CONSIGNES –
A. Recopiez, dans le texte consacré à Pierre Philippe, le passage qui va de « Le 20 décembre » jusqu'à « sublime, tout retenu. ».
B. Prolongez le texte consacré à Pierre Philippe en reprenant après sa dernière phrase.

EXTRAIT DU TEXTE –
::::::::::
Le 20 décembre 2021 mourait Pierre Philippe (1931-2021).

Diable d’homme.
Ma plus haute admiration.
Deux prénoms pour composer une identité lui valant des dizaines d’homonymes (dont le pianiste historique des Frères Jacques) mais une présence unique sur la scène culturelle. La mémoire des arts et du spectacle. Qu’il s’agisse de cinéma (sa passion : il fut d’abord critique avant de devenir réalisateur, scénariste, dialoguiste, documentariste, responsable des archives de la Gaumont), de théâtre, de littérature, de peinture, de mode ou de music-hall, rien ne lui avait échappé. Ce « quasi-autodidacte » semblait avoir tout vu, tout entendu, tout lu et, chose sublime, tout retenu.

Passant de la réalisation d’un film fantastique confidentiel (Midi Minuit, en 1970, avec entre autres l’inquiétant Daniel Emilfork) aux dialogues de longs métrages dits « grand public » (OSS 117 prend des vacances, en 1970, Faubourg 36, en 2008), de l’écriture d’un roman (La Passion selon Peter, L’Air et la chanson) à la restauration d’un chef-d’oeuvre (L’Atalante, de Jean Vigo) ou la conception d’un décor de théâtre, d’une collaboration télévisuelle (Dim Dam Dom, de Daisy de Galard) à un documentaire sur Napoléon, Coco Chanel, Picasso ou Radiguet, il revendiquait le qualificatif de dilettante au sens de « Personne qui s’adonne à une occupation, à un art en amateur, pour son seul plaisir. »

Didier Blonde le décrit dans son livre-enquête (initié par la découverte d’une case intrigante au columbarium du Père-Lachaise) Leïlah Mahi 1932 (Gallimard, 2015), sous un autre nom, ogre tenant l’après-midi ses assises au Wepler où sa table était réservée, engloutissant ses huîtres en corrigeant ses manuscrits, comme le seul homme assez cultivé pour répondre à la question qu’il se pose.
Fort discret dans les médias, le voici, colossal, répondant à Olivier Barrot lors de la publication de son roman L’Air et la chanson (Grasset, 2003).

Pour, selon son terme, « s’ébrouer », il lui prit l’envie au milieu de sa vie d’écrire des textes de chansons. Une centaine à peine. Mis en musique par une pléthore de compositeurs (Astor Piazzolla, Yani Spanos, Michel Cywie, Philippe Dubosson, Lewis Furey, François Hadji-Lazaro…), interprétés d’abord par Ingrid Caven puis, surtout, par Jean Guidoni, enfin par Juliette.
::::::::::
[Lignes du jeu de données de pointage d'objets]
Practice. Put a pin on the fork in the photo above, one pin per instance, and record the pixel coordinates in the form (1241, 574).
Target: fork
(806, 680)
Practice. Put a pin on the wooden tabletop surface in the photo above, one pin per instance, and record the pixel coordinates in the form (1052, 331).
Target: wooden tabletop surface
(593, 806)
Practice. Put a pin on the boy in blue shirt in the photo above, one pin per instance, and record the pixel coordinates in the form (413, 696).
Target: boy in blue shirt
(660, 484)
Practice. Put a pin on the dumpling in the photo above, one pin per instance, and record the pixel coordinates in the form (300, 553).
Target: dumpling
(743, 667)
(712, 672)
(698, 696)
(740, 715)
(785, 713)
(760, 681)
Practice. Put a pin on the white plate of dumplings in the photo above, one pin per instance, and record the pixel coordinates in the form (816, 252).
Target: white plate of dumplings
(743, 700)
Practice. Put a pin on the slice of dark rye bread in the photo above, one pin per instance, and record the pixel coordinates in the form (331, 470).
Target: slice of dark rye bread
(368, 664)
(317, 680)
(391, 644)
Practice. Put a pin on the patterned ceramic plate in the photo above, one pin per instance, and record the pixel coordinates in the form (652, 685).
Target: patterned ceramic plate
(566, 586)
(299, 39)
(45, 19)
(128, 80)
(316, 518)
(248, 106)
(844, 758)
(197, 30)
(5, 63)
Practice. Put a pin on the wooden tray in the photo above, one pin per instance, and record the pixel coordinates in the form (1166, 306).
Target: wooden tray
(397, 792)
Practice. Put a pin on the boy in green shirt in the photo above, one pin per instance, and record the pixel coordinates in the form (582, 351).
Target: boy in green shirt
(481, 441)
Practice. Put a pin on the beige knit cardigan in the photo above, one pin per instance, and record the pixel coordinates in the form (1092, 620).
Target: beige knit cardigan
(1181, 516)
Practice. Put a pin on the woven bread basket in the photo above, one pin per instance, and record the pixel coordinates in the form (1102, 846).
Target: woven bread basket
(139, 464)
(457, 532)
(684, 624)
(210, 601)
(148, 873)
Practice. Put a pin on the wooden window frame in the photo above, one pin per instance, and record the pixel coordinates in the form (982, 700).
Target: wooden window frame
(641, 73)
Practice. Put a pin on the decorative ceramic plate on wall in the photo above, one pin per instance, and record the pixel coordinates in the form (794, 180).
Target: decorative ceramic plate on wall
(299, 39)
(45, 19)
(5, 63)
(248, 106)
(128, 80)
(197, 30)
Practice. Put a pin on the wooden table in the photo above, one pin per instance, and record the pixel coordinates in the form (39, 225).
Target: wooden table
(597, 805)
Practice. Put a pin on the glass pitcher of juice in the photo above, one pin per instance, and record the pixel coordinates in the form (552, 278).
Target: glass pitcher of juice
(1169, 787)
::::::::::
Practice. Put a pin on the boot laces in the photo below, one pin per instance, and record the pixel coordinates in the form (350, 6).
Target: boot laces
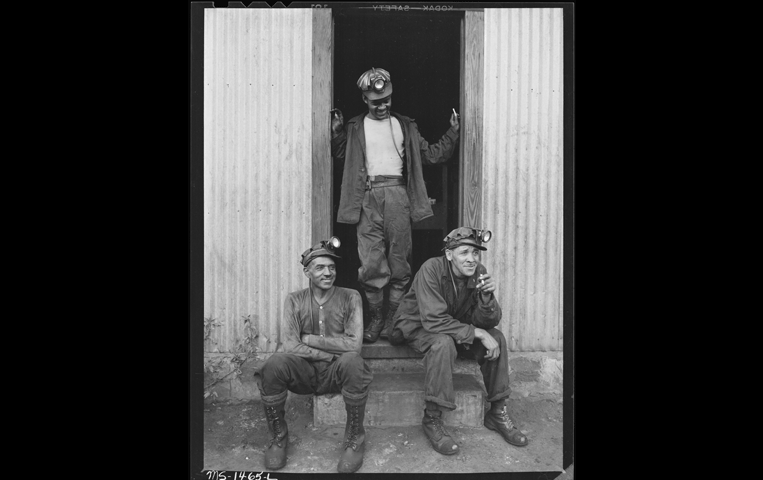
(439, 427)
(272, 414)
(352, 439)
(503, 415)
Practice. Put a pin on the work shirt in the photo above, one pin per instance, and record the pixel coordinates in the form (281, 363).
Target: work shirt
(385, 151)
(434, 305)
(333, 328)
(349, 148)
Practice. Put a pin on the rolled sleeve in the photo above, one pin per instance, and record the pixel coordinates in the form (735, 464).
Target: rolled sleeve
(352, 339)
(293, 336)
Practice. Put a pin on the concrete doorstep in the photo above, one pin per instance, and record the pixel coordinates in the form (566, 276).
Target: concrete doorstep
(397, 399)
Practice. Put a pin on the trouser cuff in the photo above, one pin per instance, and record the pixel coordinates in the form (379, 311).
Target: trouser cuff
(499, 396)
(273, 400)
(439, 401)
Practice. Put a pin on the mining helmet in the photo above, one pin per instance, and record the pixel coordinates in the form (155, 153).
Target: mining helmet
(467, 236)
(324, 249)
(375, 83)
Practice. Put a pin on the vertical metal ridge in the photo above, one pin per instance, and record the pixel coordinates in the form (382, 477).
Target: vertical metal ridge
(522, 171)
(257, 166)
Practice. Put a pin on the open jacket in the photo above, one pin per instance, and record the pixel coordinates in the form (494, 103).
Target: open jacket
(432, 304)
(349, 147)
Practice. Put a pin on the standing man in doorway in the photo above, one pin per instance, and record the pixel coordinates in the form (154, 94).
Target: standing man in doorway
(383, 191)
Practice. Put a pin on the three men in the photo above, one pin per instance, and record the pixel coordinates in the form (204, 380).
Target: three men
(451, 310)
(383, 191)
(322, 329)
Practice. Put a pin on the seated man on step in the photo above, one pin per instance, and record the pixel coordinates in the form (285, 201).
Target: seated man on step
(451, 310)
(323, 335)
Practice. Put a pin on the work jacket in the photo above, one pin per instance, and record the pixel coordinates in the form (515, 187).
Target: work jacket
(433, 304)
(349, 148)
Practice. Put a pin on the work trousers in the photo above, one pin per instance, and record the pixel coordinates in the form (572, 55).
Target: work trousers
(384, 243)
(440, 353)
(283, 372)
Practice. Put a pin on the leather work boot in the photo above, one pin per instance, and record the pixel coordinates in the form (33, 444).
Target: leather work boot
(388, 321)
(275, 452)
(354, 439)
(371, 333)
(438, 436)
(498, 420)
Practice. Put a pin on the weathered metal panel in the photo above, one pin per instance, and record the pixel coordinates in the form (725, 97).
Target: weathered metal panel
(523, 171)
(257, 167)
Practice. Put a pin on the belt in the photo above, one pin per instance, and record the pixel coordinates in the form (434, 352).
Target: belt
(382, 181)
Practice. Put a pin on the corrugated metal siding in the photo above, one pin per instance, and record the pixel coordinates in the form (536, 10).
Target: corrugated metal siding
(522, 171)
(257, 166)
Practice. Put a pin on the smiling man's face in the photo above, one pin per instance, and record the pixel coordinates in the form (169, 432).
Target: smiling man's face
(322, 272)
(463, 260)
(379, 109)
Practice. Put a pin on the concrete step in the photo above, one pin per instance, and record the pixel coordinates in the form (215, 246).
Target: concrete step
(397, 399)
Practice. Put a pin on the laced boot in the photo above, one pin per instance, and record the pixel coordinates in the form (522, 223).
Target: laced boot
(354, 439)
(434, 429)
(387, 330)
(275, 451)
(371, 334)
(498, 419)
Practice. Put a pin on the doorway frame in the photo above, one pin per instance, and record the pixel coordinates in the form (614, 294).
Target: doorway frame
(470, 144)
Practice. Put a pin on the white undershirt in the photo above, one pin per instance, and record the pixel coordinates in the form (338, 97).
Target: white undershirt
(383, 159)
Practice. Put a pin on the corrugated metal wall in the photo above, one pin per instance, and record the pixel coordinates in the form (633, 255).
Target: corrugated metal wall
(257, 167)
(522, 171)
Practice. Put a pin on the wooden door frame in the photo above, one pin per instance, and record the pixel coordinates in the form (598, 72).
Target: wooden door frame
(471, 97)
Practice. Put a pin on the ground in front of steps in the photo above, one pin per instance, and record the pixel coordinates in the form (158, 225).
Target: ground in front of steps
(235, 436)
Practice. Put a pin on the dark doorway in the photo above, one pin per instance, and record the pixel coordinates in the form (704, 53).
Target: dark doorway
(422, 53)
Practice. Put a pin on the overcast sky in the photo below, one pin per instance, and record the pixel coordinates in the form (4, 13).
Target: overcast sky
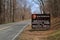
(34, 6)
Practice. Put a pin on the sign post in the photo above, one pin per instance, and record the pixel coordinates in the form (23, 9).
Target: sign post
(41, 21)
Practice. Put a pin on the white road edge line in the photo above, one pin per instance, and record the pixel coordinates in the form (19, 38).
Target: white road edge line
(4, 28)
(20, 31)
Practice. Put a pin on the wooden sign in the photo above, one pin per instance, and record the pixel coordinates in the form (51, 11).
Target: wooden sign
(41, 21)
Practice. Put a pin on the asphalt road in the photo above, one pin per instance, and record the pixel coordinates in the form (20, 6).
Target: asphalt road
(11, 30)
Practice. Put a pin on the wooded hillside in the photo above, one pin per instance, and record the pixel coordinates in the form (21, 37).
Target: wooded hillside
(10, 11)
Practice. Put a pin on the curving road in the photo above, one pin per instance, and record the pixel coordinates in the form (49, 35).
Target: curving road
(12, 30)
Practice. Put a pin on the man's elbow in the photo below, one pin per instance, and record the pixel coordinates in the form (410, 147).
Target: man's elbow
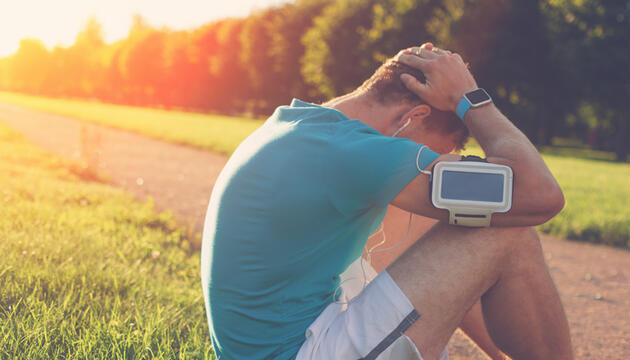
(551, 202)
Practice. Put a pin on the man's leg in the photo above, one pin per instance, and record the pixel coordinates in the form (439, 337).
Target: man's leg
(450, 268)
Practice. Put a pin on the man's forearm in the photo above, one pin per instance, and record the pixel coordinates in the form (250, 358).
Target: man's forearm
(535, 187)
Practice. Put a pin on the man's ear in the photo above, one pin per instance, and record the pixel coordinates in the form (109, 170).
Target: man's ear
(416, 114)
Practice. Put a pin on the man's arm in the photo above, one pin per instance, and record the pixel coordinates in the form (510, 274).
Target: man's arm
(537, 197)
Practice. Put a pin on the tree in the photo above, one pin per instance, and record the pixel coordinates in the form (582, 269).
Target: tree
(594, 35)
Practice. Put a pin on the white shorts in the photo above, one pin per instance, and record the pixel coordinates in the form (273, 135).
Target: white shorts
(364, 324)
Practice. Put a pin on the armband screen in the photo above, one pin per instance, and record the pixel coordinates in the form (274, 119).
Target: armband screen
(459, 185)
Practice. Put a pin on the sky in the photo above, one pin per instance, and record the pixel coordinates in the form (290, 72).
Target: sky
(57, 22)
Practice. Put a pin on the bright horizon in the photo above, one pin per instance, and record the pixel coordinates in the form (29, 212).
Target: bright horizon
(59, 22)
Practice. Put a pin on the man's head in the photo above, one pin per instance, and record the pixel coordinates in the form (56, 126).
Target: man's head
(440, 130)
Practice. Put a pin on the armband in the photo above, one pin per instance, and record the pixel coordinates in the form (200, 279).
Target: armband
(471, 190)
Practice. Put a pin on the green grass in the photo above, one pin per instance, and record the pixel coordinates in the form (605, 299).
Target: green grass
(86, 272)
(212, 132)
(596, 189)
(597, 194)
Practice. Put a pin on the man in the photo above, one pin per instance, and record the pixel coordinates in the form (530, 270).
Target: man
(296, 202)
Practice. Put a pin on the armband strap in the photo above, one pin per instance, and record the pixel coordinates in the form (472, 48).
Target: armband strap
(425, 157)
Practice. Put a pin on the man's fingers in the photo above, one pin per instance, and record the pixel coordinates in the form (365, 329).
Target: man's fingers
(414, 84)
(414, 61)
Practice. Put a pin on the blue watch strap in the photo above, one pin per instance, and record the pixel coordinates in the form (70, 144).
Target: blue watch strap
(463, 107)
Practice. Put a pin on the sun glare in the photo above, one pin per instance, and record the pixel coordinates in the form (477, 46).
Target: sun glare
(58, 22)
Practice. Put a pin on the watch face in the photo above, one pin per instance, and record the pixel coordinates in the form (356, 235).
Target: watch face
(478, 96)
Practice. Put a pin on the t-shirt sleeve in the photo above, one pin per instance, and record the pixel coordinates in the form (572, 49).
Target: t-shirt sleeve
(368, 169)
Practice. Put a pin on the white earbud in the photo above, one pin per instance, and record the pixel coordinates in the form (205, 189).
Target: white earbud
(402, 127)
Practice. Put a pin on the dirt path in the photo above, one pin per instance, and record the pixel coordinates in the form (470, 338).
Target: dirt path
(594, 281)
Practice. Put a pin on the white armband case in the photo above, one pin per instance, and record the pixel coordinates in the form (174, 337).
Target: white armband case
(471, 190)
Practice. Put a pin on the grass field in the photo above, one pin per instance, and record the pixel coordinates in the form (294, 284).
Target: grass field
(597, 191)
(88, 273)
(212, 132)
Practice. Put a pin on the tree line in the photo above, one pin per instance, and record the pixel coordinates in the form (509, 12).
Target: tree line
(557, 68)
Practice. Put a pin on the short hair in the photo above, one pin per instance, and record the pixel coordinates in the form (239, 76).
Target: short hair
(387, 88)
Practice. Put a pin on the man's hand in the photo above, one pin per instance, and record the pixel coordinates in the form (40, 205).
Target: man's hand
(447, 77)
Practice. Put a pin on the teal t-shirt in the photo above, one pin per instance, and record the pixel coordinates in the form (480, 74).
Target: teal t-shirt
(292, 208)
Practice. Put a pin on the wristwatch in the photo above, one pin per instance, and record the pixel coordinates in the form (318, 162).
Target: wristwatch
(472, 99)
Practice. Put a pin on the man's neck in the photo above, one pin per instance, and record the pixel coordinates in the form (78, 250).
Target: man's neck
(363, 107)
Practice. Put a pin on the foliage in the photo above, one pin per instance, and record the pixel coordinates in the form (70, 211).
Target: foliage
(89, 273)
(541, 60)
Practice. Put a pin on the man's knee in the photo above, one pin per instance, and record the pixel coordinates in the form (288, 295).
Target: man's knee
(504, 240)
::::::::::
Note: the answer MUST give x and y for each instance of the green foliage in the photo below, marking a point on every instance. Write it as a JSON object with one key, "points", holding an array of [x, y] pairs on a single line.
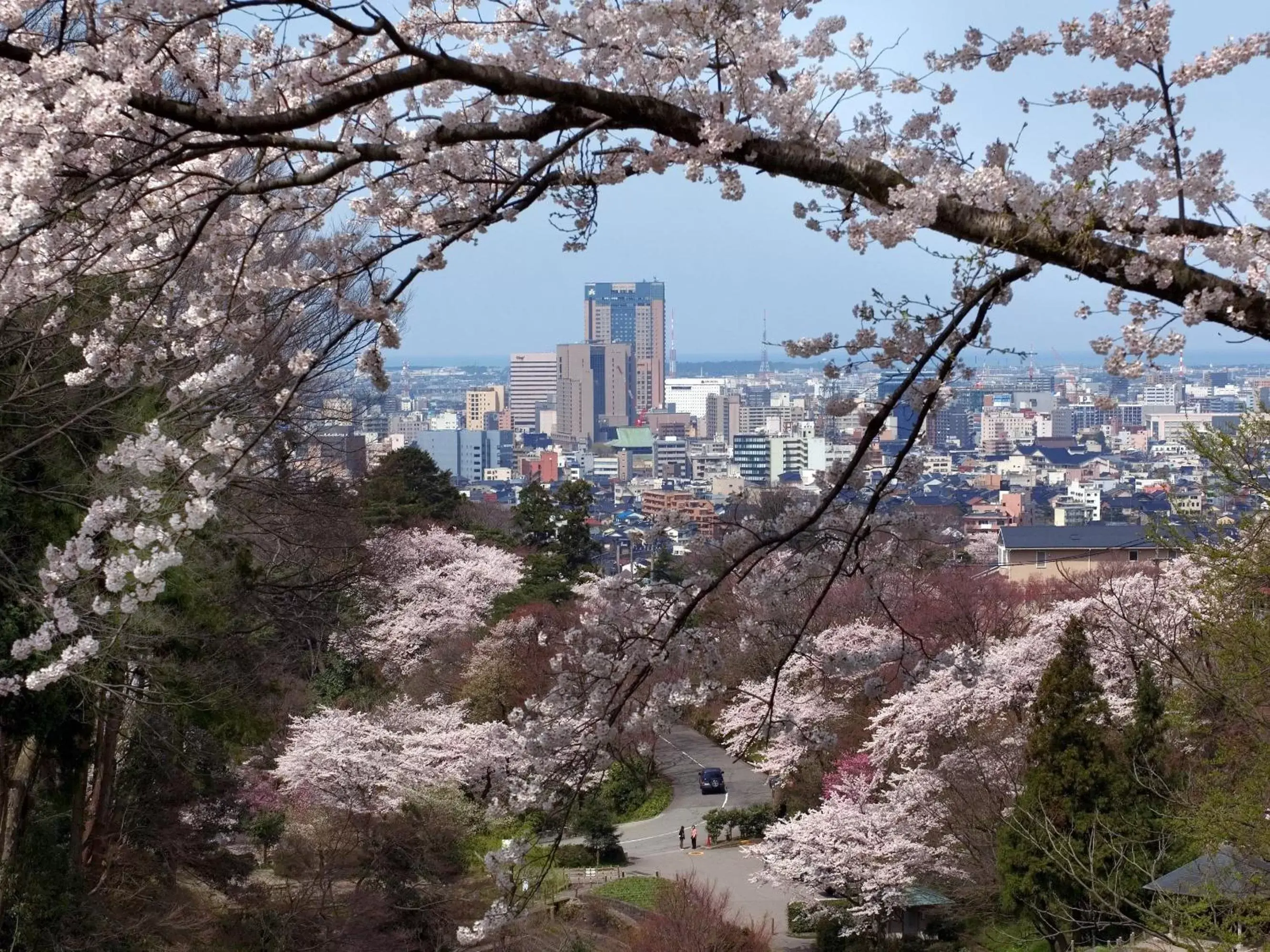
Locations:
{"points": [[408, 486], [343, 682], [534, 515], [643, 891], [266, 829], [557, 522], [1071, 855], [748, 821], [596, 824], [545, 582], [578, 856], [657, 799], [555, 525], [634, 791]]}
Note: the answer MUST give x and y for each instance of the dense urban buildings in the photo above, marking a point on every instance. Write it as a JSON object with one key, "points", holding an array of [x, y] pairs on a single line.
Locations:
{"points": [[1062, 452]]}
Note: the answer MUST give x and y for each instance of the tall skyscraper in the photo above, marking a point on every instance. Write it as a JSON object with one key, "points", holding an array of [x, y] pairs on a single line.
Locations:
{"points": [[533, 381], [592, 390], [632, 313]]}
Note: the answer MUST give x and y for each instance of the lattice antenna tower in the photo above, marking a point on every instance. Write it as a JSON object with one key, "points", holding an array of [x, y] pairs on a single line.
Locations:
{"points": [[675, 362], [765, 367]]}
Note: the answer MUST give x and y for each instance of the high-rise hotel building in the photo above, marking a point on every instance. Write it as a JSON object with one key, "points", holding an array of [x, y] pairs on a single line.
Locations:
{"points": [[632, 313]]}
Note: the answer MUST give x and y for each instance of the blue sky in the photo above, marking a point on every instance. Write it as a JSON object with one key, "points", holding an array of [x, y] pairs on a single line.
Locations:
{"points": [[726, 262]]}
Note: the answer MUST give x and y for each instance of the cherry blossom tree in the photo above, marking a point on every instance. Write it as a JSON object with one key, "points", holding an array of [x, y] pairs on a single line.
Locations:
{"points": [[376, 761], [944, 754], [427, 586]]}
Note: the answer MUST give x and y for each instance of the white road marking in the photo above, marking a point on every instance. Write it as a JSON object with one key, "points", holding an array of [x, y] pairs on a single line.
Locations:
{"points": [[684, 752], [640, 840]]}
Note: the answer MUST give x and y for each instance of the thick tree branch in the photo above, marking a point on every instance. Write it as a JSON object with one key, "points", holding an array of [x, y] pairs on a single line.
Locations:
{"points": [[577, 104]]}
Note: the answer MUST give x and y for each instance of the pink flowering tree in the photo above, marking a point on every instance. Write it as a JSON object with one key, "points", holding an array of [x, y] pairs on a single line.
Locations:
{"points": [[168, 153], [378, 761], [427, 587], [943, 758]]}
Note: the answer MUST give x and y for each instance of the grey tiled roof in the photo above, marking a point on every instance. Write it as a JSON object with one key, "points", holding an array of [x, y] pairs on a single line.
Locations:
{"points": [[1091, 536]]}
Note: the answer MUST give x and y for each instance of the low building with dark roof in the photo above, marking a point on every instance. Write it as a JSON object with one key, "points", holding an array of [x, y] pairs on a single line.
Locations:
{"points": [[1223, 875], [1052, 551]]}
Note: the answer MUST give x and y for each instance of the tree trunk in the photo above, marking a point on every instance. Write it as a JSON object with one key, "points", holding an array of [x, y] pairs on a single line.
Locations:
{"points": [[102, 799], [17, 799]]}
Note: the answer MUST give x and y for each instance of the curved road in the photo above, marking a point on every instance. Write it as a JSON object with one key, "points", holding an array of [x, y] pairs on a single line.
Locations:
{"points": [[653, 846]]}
::::::::::
RÉPONSES –
A.
Le 20 décembre 2021 mourait Pierre Philippe (1931-2021).

Diable d’homme.
Ma plus haute admiration.
Deux prénoms pour composer une identité lui valant des dizaines d’homonymes (dont le pianiste historique des Frères Jacques) mais une présence unique sur la scène culturelle. La mémoire des arts et du spectacle. Qu’il s’agisse de cinéma (sa passion : il fut d’abord critique avant de devenir réalisateur, scénariste, dialoguiste, documentariste, responsable des archives de la Gaumont), de théâtre, de littérature, de peinture, de mode ou de music-hall, rien ne lui avait échappé. Ce « quasi-autodidacte » semblait avoir tout vu, tout entendu, tout lu et, chose sublime, tout retenu.

B.
Je ne connais rien de comparable aux textes de chansons signés Pierre Philippe que je cite souvent lors de mes conférences. L’Everest de la production hexagonale. Pratiquement indiffusable sur les ondes (autant en raison de la durée des opus, souvent plus de cinq à six minutes, que des thèmes traités et qu’un mot résume, la marge, qu’enfin de l’écriture, abrasive, foisonnante, expressionniste, nourrie de mille références culturelles). Rassemblé dans un indispensable recueil, Le Rouge, le rose (Christian Pirot, 2004).

Des exemples ?
Jean Guidoni à l’Olympia (Pierre Philippe publia en 2009 Le Roman de l’Olympia, aux éditions du Toucan) en 1983, chantant Midi-Minuit, évocation de la faune hantant les cinémas interlopes (D’ailleurs ils ne font pas tous escale à Sodome / Les tristes passagers il y a ceux qui rient / Il y a ceux qui mangent il y a ceux qui dorment/ Et qu’indiffère l’orgasme de Claudine Beccarie).

Le même, interprétant Chez Guitte (On se cramponne C’est le retour / Vers l’an quarante l’année vulgaire / Mais pour Guitte c’est les années d’amour / C’est pas d’veine d’êtr’ jolie dans la guerre / Dans sa boîte de la rue d’Ponthieu / Sûr qu’elle n’écoutait pas Radio-Londres / Marguerite au beau milieu des Chleuhs / Pt’-êtr’ qu’on aurait souhaité la tondre).

Enfin (je dois m’arrêter car si j’écoutais mon goût, je publierais ici tout ce que je connais de Pierre Philippe), selon moi, le plus grand moment vécu aux « Victoires » (portant parfois bien mal leur nom) de la musique : Juliette, en 1997, dans Rimes féminines. Avez-vous déjà entendu quelque chose de comparable ?

Pierre Philippe s’éteignit, jeune nonagénaire, cinq jours avant Noël 2021 dans l’ignorance, et donc l’indifférence, totales des médias.
Au cimetière communal (attention, il ne s’agit pas du cimetière parisien !) de Saint-Ouen (Seine-Saint-Denis), où se trouve aussi la tombe de Roger Pierre, sa case cinéraire est anonyme.
Qui s’en étonnera ?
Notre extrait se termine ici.